Sorular ve Görevler:
A – Okuma metninde adı geçen bütün kuşakları sırala.
B – Okuma metnine göre Y kuşağına hangi yıllarda doğanlar giriyor?
C – Okuma metninde "Anlamı isminde saklı" sözleriyle başlayıp "Neden daha cesurlar?" sözlerine kadar giden bölümü olduğu gibi yaz.

Okuma Metni:
-----

Her şeyi sorgulayan "Y" kuşağı

Daha cesur ve daha sorgulayıcı bir kuşak geliyor!

Her şeyi sorgulayan

Yazı: Nilgün Yıldız
Gezi Parkı olaylarıyla birlikte karşımıza sadece ülkemizin içinde bulunduğu kaos durumu değil aynı zamanda yeni bir kuşak olan Y kuşağı kavramı çıktı. Bugüne kadar birçoğumuzun duymadığı ya da pek de farkında olmadığı bu kavram aslında hepimizin bildiği ‘genç işte’ düşüncesinden çok farklıydı. Çünkü birçoğumuz belki Y kuşağı da dahil olmak üzere gençliğin olaylara karşı bu kadar ilgili olduğunun farkında değildi. Çünkü çoğunluğun bilgisayar başında olduğu bu kuşağın değil ülke sorunlarına, anne ya da babasının sorunlarına dahi ilgisi olmadığı düşünülüyordu. Peki, ne oldu da bu kuşağın aslında sandığımızdan çok daha farklı olduğunu gördük. Bu kuşak nasıl bir kuşaktı ki kendinden önceki kuşağa dahi bir şeyler öğretmeyi başardı?
Anlamı isminde saklı
Y kuşağı kavramının nereden geldiğini biliyor musunuz? Y kuşağı adını why (neden) kelimesindeki Y’den alıyor. Bu kuşak herkesi ve her şeyi sorgulayan bir kuşak olduğundan bu ismi aldı. Buradan hareketle bir önceki kuşak X ve sonraki kuşak da otomatik Z adını aldı. Bu kuşağın içerisine 1980 yılından 2000 yılına kadar doğanlar giriyor. Üsküdar Üniversitesi Öğretim Üyesi Psikiyatr Yrd. Doç. Dr. Barış Önen Ünsalver bu kuşağı şöyle tanımlıyor; “Y kuşağı daha bireyci, hep ‘ben ben’ diyen, kendi önceliklerini her şeyden önemli gören bir kuşak. Otoriteye karşı koyabilen ya da en azından karşı koyma cesareti daha yüksek bir kuşak.” Uzmanlara göre; bir önceki kuşakta toplumsal değerler, birliğin ahengi, toplumsal idealler daha önemliydi. Y kuşağı için kendisi ve yakın çevrenin ihtiyaçları daha ön planda. 
Neden daha cesurlar?

-----

Ham Veriler:
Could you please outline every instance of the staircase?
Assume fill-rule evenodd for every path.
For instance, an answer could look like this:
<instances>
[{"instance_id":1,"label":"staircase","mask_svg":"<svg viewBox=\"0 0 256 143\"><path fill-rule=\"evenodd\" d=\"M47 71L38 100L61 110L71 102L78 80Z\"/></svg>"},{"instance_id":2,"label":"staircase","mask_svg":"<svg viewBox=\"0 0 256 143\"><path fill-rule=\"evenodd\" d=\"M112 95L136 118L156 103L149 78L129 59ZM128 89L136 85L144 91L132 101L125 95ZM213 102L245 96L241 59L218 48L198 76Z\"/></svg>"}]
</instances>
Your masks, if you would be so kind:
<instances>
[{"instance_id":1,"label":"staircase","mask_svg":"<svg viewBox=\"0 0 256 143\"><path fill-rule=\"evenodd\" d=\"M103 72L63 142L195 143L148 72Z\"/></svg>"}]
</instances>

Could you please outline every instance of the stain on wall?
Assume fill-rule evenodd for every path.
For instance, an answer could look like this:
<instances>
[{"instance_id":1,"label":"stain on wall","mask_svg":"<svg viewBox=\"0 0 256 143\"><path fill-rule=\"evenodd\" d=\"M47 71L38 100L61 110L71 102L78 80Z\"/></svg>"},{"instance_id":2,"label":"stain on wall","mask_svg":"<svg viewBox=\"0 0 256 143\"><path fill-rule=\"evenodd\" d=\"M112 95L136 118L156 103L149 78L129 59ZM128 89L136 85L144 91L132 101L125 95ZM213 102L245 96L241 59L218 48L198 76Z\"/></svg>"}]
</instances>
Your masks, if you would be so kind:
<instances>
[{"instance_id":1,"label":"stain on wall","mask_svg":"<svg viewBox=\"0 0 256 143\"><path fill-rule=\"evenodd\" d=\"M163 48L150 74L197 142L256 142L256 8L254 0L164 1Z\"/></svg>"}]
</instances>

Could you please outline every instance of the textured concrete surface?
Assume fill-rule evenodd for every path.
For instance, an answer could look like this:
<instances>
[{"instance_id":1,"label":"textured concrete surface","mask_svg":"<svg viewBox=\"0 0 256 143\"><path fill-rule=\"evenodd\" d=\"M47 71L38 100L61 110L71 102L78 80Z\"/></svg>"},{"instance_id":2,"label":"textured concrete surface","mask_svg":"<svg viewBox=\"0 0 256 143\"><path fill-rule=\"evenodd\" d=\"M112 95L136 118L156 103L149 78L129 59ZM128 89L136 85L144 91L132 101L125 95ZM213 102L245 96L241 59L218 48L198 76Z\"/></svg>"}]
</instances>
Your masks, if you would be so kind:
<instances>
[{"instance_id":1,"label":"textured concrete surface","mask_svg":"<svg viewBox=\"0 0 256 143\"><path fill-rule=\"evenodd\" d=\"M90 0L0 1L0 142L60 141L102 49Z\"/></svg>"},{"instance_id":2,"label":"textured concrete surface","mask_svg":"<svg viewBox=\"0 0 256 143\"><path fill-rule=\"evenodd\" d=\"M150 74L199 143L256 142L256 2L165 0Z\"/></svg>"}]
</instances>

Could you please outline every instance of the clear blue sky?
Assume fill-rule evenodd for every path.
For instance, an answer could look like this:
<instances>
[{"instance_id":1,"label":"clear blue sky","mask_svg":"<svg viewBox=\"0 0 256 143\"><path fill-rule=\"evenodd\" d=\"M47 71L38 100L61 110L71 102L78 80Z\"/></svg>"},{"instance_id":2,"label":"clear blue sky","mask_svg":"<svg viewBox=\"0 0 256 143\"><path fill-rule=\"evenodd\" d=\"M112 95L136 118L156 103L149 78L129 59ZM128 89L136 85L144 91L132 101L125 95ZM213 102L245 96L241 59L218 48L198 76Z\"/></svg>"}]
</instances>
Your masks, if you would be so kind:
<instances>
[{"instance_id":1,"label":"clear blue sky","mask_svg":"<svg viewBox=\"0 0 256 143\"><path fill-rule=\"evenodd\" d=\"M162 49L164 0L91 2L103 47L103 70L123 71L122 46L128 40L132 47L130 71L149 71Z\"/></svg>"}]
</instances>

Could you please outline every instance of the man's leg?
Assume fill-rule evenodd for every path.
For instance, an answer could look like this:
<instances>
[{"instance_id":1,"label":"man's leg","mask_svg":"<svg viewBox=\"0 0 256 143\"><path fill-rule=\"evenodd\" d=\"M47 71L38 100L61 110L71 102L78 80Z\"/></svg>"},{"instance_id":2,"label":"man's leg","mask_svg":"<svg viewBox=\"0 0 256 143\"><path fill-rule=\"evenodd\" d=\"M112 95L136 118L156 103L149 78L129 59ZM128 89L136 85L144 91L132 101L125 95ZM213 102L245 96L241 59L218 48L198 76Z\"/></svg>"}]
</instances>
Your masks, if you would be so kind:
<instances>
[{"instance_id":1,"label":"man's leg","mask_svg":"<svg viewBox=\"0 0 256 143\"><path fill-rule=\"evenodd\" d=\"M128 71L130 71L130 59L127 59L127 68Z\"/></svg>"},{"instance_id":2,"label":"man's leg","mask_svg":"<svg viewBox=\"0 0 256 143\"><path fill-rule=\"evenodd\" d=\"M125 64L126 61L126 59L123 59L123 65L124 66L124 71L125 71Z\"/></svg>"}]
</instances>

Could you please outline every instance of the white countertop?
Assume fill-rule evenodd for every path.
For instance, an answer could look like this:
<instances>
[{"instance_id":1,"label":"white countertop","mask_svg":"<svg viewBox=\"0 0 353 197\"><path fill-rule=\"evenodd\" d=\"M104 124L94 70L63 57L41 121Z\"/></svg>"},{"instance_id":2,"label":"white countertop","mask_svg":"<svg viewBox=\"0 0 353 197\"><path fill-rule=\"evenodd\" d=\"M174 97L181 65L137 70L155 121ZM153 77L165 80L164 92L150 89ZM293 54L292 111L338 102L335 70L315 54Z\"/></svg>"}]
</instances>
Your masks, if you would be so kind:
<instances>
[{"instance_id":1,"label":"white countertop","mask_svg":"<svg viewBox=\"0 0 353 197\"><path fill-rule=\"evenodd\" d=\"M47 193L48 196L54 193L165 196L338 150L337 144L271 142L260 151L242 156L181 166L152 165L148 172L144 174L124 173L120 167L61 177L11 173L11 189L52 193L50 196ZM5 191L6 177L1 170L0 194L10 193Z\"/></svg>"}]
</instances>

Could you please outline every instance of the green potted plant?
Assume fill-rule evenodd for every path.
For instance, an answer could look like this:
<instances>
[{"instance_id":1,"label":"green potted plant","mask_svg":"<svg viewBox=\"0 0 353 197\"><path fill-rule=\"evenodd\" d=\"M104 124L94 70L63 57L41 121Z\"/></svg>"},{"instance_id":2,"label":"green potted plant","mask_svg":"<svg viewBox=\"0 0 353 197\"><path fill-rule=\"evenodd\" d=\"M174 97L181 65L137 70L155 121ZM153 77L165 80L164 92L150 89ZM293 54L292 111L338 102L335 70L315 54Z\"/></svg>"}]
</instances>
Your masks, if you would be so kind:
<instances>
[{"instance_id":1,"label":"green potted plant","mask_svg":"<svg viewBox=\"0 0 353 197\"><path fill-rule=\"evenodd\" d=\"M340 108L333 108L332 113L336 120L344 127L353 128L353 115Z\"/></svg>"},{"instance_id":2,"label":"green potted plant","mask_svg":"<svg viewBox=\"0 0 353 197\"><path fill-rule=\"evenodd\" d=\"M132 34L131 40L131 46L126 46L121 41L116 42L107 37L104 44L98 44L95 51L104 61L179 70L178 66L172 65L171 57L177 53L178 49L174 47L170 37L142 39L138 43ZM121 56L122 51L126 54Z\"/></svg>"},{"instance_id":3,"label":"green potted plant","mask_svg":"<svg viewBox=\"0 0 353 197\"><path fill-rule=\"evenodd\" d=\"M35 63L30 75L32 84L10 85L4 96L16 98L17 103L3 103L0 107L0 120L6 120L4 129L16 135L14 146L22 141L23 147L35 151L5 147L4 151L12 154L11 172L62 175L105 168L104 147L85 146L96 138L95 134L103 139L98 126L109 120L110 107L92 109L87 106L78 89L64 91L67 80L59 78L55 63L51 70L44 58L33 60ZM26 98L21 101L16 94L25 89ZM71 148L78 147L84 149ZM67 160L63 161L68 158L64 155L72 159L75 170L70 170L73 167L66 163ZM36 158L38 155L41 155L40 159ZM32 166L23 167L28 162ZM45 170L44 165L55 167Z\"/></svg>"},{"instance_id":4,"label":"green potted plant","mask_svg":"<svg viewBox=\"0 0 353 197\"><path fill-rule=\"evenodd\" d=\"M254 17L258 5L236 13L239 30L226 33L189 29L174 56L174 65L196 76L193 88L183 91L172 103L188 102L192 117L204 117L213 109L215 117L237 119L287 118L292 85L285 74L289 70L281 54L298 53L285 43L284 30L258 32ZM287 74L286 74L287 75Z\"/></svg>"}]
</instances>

-----

Yanıt Olarak:
A – X kuşağı, Y kuşağı, Z kuşağı

B – 1980 yılından 2000 yılına kadar doğanlar.

C –
Anlamı isminde saklı
Y kuşağı kavramının nereden geldiğini biliyor musunuz? Y kuşağı adını why (neden) kelimesindeki Y’den alıyor. Bu kuşak herkesi ve her şeyi sorgulayan bir kuşak olduğundan bu ismi aldı. Buradan hareketle bir önceki kuşak X ve sonraki kuşak da otomatik Z adını aldı. Bu kuşağın içerisine 1980 yılından 2000 yılına kadar doğanlar giriyor. Üsküdar Üniversitesi Öğretim Üyesi Psikiyatr Yrd. Doç. Dr. Barış Önen Ünsalver bu kuşağı şöyle tanımlıyor; “Y kuşağı daha bireyci, hep ‘ben ben’ diyen, kendi önceliklerini her şeyden önemli gören bir kuşak. Otoriteye karşı koyabilen ya da en azından karşı koyma cesareti daha yüksek bir kuşak.” Uzmanlara göre; bir önceki kuşakta toplumsal değerler, birliğin ahengi, toplumsal idealler daha önemliydi. Y kuşağı için kendisi ve yakın çevrenin ihtiyaçları daha ön planda. 
Neden daha cesurlar?